> Directions:
Instruction for the entries that follow: retype exactly the lines from the line with "TARGET = picture frame" to the line with "TARGET = gray blanket", both included, and omit all others.

> Information provided:

-- Opening Marker --

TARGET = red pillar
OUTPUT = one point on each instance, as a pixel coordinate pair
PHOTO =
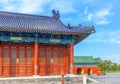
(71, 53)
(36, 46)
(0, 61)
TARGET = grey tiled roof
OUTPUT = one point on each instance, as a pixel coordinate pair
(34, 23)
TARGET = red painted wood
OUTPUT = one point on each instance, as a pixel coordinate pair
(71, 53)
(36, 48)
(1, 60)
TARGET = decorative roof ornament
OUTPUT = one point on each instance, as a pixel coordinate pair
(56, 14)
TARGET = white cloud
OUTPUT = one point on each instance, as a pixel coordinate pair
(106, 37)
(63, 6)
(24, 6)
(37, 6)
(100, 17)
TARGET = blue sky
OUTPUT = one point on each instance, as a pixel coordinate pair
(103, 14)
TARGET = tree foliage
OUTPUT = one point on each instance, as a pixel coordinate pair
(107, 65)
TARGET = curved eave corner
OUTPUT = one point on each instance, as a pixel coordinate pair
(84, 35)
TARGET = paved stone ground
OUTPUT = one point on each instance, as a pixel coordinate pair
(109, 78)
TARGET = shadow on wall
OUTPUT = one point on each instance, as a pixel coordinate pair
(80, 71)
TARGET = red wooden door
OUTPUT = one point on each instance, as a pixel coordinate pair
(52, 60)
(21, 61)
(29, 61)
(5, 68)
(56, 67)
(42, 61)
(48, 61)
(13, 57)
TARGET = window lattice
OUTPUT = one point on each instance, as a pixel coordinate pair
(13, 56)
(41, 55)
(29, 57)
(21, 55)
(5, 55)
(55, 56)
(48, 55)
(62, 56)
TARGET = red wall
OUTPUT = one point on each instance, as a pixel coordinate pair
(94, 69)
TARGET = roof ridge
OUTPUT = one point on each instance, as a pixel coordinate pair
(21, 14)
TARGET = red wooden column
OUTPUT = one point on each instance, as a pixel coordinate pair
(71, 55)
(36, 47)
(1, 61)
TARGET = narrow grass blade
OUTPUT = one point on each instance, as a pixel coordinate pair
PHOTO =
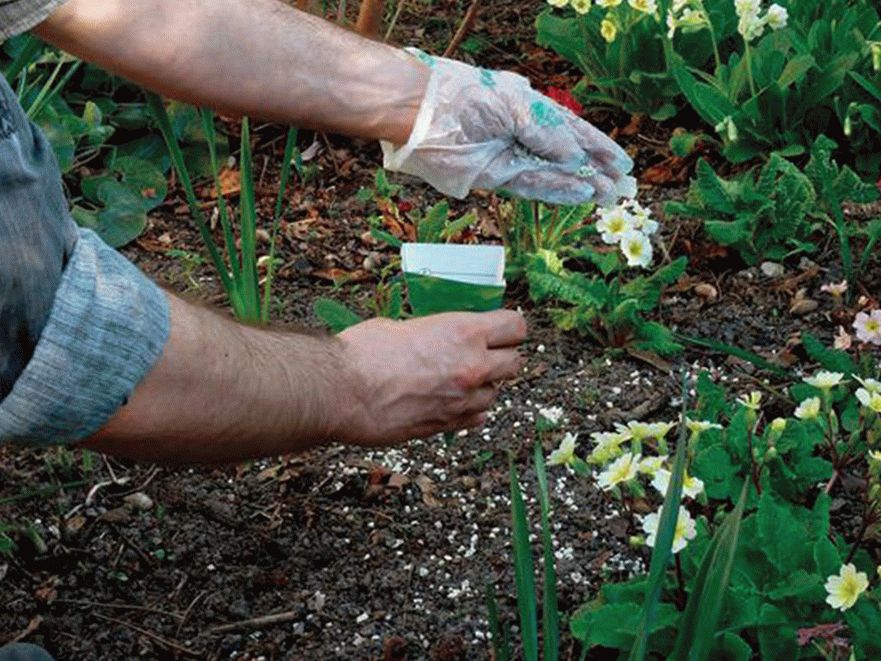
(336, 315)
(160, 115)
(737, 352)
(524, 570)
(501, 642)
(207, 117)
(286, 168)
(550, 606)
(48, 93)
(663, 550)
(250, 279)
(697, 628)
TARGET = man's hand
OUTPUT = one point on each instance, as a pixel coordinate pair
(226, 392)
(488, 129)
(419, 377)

-- Closing Marker --
-- Opening Marker --

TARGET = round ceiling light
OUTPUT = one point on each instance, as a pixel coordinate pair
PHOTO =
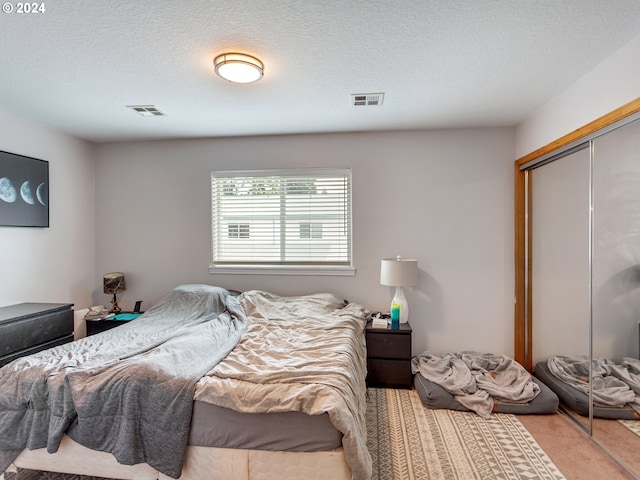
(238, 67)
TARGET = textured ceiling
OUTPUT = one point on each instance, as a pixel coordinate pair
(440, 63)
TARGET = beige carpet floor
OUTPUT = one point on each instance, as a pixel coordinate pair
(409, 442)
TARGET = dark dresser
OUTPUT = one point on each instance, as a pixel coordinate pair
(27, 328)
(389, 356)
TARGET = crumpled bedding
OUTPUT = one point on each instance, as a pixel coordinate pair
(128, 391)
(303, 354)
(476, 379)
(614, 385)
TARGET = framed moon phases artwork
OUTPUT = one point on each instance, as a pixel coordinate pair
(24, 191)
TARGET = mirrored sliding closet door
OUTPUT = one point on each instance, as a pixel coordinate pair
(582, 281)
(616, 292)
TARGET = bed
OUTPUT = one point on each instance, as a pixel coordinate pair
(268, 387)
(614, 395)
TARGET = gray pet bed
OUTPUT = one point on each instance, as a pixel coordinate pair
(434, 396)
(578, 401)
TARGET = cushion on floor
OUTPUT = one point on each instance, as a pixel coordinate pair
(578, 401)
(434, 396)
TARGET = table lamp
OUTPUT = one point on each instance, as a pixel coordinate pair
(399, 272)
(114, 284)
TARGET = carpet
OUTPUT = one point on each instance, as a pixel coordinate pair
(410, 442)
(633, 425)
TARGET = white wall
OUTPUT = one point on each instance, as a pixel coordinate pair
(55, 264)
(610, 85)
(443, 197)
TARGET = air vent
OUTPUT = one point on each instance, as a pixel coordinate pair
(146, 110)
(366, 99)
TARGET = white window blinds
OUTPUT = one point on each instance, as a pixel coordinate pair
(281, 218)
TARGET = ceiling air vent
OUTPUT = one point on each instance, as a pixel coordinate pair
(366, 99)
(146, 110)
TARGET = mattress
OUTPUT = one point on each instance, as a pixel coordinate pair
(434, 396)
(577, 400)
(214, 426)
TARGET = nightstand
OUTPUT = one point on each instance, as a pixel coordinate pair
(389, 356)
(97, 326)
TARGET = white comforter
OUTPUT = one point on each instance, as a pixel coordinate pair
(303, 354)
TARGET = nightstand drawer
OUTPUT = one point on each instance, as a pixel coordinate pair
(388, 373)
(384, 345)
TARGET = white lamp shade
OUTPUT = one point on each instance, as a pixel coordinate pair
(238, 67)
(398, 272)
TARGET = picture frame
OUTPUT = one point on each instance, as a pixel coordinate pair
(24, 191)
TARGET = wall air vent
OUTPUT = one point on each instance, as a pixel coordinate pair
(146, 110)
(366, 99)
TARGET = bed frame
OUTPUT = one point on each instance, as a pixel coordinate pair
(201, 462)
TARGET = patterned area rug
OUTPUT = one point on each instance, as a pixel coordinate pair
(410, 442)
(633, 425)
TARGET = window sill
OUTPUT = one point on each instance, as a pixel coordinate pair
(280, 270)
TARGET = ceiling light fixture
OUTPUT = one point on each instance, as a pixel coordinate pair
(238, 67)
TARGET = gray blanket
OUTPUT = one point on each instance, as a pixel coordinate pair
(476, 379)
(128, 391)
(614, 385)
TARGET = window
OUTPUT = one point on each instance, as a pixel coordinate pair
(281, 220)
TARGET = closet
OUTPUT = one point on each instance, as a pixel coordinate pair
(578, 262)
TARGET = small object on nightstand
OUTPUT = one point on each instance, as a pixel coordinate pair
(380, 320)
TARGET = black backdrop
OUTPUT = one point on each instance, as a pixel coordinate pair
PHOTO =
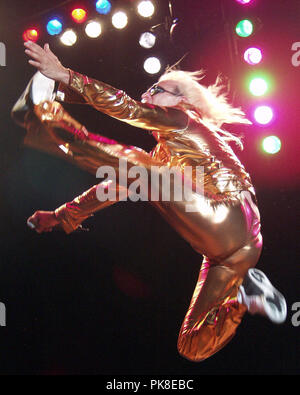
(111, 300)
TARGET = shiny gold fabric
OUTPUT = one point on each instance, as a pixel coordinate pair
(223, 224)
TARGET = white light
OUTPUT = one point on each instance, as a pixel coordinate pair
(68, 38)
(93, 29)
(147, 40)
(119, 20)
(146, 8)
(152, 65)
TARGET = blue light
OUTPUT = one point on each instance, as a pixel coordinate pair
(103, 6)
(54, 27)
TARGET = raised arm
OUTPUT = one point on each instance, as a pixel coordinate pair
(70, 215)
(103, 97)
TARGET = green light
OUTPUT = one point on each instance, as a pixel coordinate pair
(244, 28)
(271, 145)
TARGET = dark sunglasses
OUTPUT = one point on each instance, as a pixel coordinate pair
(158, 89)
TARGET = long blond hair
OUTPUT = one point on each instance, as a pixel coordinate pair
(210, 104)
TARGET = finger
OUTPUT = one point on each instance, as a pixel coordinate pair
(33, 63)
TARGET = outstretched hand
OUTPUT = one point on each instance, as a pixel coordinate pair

-- Closing Marker --

> Answer:
TARGET = picture frame
OUTPUT = one point on each instance, as a pixel coordinate pair
(24, 191)
TARGET = wall air vent
OUTPUT = one point on each instance, as a pixel coordinate pair
(146, 110)
(366, 99)
TARGET = bed frame
OUTPUT = one point on each instance, as a pixel coordinate pair
(201, 462)
TARGET = patterned area rug
OUTPUT = one point on each instance, as a pixel coordinate pair
(410, 442)
(633, 425)
TARGET = window sill
OUTPUT = one point on each instance, as a pixel coordinate pair
(280, 270)
TARGET = ceiling light fixture
OUTPUT = one point on each instance, as a pixel coordinate pair
(238, 67)
TARGET = gray blanket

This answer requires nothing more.